** Task brief **
Scale the rows below, beginning at the line that has "the black sedan" and stopping after the line that has "(1094, 502)", by rewriting every line in that span, requests included, with each answer coordinate multiplied by 1.8. Round the results to whole numbers with halves going up, and leave the request wording unchanged.

** Data to use **

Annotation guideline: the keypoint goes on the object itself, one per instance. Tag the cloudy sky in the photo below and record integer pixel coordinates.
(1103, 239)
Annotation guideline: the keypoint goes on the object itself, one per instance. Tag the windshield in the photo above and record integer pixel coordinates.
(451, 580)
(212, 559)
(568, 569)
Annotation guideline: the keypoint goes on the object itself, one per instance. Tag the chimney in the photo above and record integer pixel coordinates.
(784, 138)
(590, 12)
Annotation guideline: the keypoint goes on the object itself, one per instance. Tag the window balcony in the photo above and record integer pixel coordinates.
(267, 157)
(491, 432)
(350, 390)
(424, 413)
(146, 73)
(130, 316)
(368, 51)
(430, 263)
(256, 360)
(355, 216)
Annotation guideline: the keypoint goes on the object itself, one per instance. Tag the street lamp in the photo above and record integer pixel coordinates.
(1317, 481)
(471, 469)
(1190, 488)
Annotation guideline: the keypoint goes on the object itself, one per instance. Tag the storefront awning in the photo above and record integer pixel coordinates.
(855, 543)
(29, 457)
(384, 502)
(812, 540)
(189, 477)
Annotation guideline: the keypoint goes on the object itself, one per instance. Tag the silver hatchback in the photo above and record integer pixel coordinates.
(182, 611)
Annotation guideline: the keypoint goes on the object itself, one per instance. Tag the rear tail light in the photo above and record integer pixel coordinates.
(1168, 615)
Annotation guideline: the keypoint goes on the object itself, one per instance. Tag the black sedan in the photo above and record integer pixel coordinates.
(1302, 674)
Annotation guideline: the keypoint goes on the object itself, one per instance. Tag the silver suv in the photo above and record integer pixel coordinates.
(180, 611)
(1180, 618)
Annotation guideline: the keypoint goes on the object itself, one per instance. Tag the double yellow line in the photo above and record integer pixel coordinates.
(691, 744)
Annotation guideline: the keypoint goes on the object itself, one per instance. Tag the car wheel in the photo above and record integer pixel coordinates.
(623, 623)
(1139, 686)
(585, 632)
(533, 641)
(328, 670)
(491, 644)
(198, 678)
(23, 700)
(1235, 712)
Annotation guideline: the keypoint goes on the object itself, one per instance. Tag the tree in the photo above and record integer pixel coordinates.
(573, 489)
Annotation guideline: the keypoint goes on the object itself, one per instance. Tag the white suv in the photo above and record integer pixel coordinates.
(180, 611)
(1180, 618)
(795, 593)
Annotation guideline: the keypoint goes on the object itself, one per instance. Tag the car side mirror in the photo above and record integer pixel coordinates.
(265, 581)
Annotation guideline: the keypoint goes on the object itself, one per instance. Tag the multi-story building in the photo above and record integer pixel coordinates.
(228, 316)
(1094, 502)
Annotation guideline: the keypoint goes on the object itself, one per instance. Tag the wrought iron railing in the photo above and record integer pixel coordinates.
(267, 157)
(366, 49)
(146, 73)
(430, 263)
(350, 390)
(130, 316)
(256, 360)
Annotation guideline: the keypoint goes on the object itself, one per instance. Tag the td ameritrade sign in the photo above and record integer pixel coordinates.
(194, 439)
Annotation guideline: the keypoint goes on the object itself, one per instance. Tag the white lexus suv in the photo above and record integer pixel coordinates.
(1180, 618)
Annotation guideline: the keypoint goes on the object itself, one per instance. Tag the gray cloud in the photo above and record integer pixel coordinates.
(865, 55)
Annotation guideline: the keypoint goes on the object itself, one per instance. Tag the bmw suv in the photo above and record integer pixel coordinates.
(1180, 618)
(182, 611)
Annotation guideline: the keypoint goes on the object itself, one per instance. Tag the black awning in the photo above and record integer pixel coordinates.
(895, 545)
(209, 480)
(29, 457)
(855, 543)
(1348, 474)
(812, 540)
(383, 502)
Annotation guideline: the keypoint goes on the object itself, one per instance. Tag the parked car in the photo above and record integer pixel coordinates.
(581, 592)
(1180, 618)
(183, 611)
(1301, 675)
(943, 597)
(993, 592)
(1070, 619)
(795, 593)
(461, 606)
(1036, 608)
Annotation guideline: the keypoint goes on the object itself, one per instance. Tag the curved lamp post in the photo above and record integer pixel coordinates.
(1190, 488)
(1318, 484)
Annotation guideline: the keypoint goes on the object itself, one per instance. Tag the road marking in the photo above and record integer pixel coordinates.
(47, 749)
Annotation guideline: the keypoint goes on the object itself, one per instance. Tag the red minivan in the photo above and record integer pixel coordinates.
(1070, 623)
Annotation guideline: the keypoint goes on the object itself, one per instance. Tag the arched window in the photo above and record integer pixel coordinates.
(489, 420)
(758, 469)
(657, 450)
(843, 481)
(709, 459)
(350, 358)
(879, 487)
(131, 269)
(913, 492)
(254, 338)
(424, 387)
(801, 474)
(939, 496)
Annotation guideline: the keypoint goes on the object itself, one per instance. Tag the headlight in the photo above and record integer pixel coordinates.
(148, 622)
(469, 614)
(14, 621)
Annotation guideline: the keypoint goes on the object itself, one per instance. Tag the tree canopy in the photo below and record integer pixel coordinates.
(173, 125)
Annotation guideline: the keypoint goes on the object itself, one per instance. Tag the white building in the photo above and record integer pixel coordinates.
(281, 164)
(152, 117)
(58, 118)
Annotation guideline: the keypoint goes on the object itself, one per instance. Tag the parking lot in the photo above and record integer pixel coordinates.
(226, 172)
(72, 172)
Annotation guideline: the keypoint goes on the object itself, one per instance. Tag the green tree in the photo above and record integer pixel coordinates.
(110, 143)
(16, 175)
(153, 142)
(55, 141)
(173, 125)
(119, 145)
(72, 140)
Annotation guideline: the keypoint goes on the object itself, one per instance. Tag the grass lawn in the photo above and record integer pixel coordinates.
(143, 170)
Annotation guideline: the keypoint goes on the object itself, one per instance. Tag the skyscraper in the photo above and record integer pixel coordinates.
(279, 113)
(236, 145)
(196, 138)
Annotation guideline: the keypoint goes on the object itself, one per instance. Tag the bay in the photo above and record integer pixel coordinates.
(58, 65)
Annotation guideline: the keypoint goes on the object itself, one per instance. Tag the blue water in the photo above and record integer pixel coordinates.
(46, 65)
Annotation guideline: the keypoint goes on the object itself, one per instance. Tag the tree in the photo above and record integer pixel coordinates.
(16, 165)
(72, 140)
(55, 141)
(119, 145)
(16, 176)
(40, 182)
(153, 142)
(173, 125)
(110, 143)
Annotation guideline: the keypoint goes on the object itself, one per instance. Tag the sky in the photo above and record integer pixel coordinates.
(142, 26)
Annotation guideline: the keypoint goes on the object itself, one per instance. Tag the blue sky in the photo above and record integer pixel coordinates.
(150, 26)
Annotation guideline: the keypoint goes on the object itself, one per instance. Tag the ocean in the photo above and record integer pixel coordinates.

** Result for this task **
Annotation guideline: the keypoint goes on the object itself, one per instance. Tag the black sedan in the photo above and record integer pixel coordinates.
(2344, 1213)
Annotation guideline: the keypoint goes on the object itself, one per instance. Tag the silver suv in the photo above and record integer pixel coordinates.
(324, 1100)
(2124, 1112)
Annotation guideline: the keypoint goes on the object itself, one per instance. Tag the double yellow line in the photo above and record integer pixel coordinates.
(1244, 1339)
Annotation guideline: the keypoint goes on the object itself, one per instance. Tag the car wheel in the photo above and record integer pixel coordinates.
(1121, 1121)
(2050, 1235)
(1053, 1138)
(959, 1154)
(590, 1206)
(884, 1159)
(356, 1220)
(41, 1260)
(2223, 1282)
Annotation guideline: the keypoint goes on the object itself, one per instance. Tag the tree in the photo above and record integer pixel coordinates.
(1031, 880)
Annotation guideline: the keypoint goes on the object itself, one per instance. Tag the white suv in the photo above and record integer pixel coordinates.
(324, 1100)
(2124, 1112)
(1431, 1067)
Annotation guideline: the keypoint goes on the object itself, one per instance. Tag the car side mirror in the photo above and record integer pixel coordinates.
(477, 1046)
Annotation guideline: the keypoint goes on the object itself, one per instance. Tag the multi-story building in the photo above and record integer pixel coordinates.
(410, 569)
(1969, 904)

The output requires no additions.